═══ ТЕКСТОВЫЙ БЛОК ═══

Начальство в Петербурге обещало выслать новую голову. Однако посылка по каким-то причинам постоянно задерживалась. В городе началась анархия. Вскоре в Глупове появились два самозванца, похожие друг на друга. Прибывший из губернии рассыльный забрал обоих. Анархия продолжалась ещё несколько недель. За это время власть постоянно переходила из рук в руки. В конце концов, горожане устали от безвластия.

Двоекуров и Фердыщенко

Следующего главу Глупова звали Семён Двоекуров. Он внедрил в городе пивоварни и медоварни, а также требовал от горожан употребления лаврового листа и горчицы. Новый глава мечтал учредить городскую академию.

═══

▶ **РАБОЧЕЕ ЗАДАНИЕ**
О чём мечтал Семён Двоекуров, если верить тексту о Глупове? Строки дальше взяты из другого источника, к тексту они не относятся.

═══ ИСХОДНЫЕ ДАННЫЕ ═══

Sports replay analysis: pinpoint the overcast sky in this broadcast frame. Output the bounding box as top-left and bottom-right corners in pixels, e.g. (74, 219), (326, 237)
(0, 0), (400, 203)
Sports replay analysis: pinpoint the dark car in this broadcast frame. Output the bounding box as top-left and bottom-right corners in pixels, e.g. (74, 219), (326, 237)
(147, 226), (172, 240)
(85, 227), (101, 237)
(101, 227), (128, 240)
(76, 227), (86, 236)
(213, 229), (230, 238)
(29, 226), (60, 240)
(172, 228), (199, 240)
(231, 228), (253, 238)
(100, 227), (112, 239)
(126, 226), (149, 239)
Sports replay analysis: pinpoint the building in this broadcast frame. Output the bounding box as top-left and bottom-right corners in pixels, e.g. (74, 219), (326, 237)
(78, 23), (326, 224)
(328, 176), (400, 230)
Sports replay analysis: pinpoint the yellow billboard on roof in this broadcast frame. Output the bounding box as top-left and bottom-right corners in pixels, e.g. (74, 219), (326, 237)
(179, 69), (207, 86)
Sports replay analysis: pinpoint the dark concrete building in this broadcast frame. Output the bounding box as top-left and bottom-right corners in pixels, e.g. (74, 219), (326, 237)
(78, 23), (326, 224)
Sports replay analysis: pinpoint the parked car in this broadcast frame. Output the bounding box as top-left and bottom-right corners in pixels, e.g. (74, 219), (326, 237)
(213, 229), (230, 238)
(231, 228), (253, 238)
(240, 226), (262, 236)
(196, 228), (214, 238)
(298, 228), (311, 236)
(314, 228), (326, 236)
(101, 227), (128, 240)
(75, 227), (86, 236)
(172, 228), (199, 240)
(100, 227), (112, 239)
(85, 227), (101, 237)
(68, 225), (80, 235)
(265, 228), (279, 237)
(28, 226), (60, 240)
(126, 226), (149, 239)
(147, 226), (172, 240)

═══

▶ **ОТВЕТ К ЗАДАНИЮ**
Учредить городскую академию.